*** Begin section ***

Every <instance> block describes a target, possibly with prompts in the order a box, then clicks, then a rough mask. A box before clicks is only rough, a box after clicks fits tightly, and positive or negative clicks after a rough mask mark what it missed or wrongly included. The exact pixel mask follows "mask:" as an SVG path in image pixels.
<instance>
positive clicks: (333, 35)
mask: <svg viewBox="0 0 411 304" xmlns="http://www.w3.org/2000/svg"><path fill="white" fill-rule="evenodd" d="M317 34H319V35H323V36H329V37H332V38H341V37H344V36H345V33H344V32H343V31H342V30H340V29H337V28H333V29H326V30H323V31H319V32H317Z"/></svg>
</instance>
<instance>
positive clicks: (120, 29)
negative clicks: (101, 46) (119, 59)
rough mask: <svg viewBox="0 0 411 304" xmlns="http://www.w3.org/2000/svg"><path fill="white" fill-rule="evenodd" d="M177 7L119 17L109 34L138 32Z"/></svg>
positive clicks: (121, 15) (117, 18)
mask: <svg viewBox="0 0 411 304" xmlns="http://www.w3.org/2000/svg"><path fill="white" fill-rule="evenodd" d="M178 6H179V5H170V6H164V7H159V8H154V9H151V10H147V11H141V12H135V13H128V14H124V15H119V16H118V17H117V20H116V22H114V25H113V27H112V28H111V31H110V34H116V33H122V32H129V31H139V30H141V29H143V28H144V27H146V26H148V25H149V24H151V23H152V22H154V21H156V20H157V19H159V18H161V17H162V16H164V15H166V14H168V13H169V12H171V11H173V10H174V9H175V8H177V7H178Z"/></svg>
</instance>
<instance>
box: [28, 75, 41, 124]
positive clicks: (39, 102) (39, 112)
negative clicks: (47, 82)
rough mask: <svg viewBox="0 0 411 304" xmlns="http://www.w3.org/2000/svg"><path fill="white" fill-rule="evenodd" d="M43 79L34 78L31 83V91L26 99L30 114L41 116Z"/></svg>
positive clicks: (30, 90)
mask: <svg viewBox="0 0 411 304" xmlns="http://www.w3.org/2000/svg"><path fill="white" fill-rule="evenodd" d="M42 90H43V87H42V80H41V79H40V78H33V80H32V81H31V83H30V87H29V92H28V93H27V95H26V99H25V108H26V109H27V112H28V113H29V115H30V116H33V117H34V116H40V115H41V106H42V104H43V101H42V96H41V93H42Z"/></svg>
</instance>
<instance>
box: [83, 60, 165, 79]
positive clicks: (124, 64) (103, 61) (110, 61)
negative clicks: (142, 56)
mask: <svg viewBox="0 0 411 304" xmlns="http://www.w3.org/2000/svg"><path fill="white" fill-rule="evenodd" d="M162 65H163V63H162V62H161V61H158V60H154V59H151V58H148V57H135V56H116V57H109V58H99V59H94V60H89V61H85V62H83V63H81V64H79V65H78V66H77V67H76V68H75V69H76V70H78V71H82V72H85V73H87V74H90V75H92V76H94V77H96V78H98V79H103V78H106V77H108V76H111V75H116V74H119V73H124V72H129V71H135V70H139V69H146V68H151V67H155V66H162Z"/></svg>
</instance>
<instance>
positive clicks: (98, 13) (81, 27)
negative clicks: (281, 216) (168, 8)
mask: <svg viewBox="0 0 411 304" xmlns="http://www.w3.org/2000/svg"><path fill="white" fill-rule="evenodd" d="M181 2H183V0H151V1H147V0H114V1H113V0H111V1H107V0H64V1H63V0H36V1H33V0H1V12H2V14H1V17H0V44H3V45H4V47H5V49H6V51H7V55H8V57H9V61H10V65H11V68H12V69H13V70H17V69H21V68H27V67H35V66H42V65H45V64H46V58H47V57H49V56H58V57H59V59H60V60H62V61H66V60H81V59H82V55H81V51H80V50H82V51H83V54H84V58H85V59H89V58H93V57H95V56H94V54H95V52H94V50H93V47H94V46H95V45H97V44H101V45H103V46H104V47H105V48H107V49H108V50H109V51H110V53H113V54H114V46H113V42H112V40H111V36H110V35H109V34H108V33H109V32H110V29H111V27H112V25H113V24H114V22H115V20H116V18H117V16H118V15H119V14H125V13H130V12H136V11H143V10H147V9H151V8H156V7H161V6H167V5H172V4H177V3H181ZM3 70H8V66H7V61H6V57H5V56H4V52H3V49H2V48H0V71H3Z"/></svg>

*** End section ***

WHAT THE EXERCISE ASKS ▸ The complete listing is to be repeated exactly.

RESULT BELOW ▸
Every <instance> block describes a target, possibly with prompts in the order a box, then clicks, then a rough mask. A box before clicks is only rough, a box after clicks fits tightly, and positive or negative clicks after a rough mask mark what it missed or wrongly included. The exact pixel mask follows "mask:" as an SVG path in image pixels.
<instance>
positive clicks: (333, 35)
mask: <svg viewBox="0 0 411 304" xmlns="http://www.w3.org/2000/svg"><path fill="white" fill-rule="evenodd" d="M317 34H319V35H323V36H329V37H332V38H341V37H344V36H345V33H344V32H343V31H342V30H340V29H337V28H333V29H326V30H323V31H319V32H317Z"/></svg>
</instance>
<instance>
positive clicks: (120, 29)
negative clicks: (101, 46) (119, 59)
rough mask: <svg viewBox="0 0 411 304" xmlns="http://www.w3.org/2000/svg"><path fill="white" fill-rule="evenodd" d="M177 7L119 17L109 34L138 32Z"/></svg>
positive clicks: (121, 15) (117, 18)
mask: <svg viewBox="0 0 411 304" xmlns="http://www.w3.org/2000/svg"><path fill="white" fill-rule="evenodd" d="M178 6H179V5H170V6H164V7H159V8H154V9H151V10H147V11H141V12H135V13H128V14H124V15H119V16H118V17H117V20H116V22H114V25H113V27H112V28H111V31H110V34H116V33H122V32H129V31H139V30H141V29H143V28H144V27H146V26H148V25H149V24H151V23H152V22H154V21H156V20H157V19H159V18H161V17H162V16H164V15H166V14H168V13H169V12H171V11H173V10H174V9H175V8H177V7H178Z"/></svg>
</instance>
<instance>
box: [28, 75, 41, 124]
positive clicks: (39, 102) (39, 112)
negative clicks: (47, 82)
rough mask: <svg viewBox="0 0 411 304" xmlns="http://www.w3.org/2000/svg"><path fill="white" fill-rule="evenodd" d="M43 79L34 78L31 83V91L26 99L30 114L41 116Z"/></svg>
positive clicks: (30, 90)
mask: <svg viewBox="0 0 411 304" xmlns="http://www.w3.org/2000/svg"><path fill="white" fill-rule="evenodd" d="M42 90H43V87H42V80H41V79H40V78H33V80H32V81H31V83H30V87H29V92H28V93H27V95H26V99H25V108H26V109H27V112H28V113H29V115H30V116H33V117H34V116H40V115H41V106H42V104H43V101H42V96H41V93H42Z"/></svg>
</instance>
<instance>
box: [83, 60, 165, 79]
positive clicks: (124, 64) (103, 61) (110, 61)
negative clicks: (142, 56)
mask: <svg viewBox="0 0 411 304" xmlns="http://www.w3.org/2000/svg"><path fill="white" fill-rule="evenodd" d="M162 65H163V63H162V62H161V61H158V60H154V59H151V58H148V57H135V56H116V57H109V58H99V59H94V60H89V61H85V62H83V63H81V64H79V65H78V66H77V67H76V68H75V69H76V70H78V71H82V72H85V73H87V74H90V75H92V76H94V77H96V78H98V79H103V78H106V77H108V76H111V75H116V74H119V73H124V72H129V71H135V70H139V69H146V68H151V67H155V66H162Z"/></svg>
</instance>
<instance>
positive clicks: (98, 13) (81, 27)
negative clicks: (281, 216) (168, 8)
mask: <svg viewBox="0 0 411 304" xmlns="http://www.w3.org/2000/svg"><path fill="white" fill-rule="evenodd" d="M181 2H183V0H151V1H147V0H114V1H113V0H111V1H107V0H64V1H63V0H36V1H33V0H1V12H2V14H1V17H0V44H3V45H4V47H5V49H6V51H7V55H8V57H9V61H10V65H11V68H12V69H13V70H17V69H21V68H27V67H35V66H42V65H45V64H46V58H47V57H49V56H58V57H59V59H60V60H62V61H66V60H81V59H82V55H81V51H80V50H82V51H83V54H84V58H85V59H89V58H93V57H95V56H94V54H95V52H94V50H93V47H94V46H95V45H97V44H101V45H103V46H104V47H105V48H107V49H108V50H109V51H110V53H113V54H114V46H113V42H112V40H111V36H110V35H109V34H108V33H109V32H110V29H111V27H112V25H113V24H114V22H115V20H116V18H117V16H118V15H119V14H125V13H130V12H136V11H143V10H147V9H151V8H156V7H161V6H167V5H172V4H177V3H181ZM3 70H8V66H7V61H6V57H5V56H4V52H3V49H2V48H0V71H3Z"/></svg>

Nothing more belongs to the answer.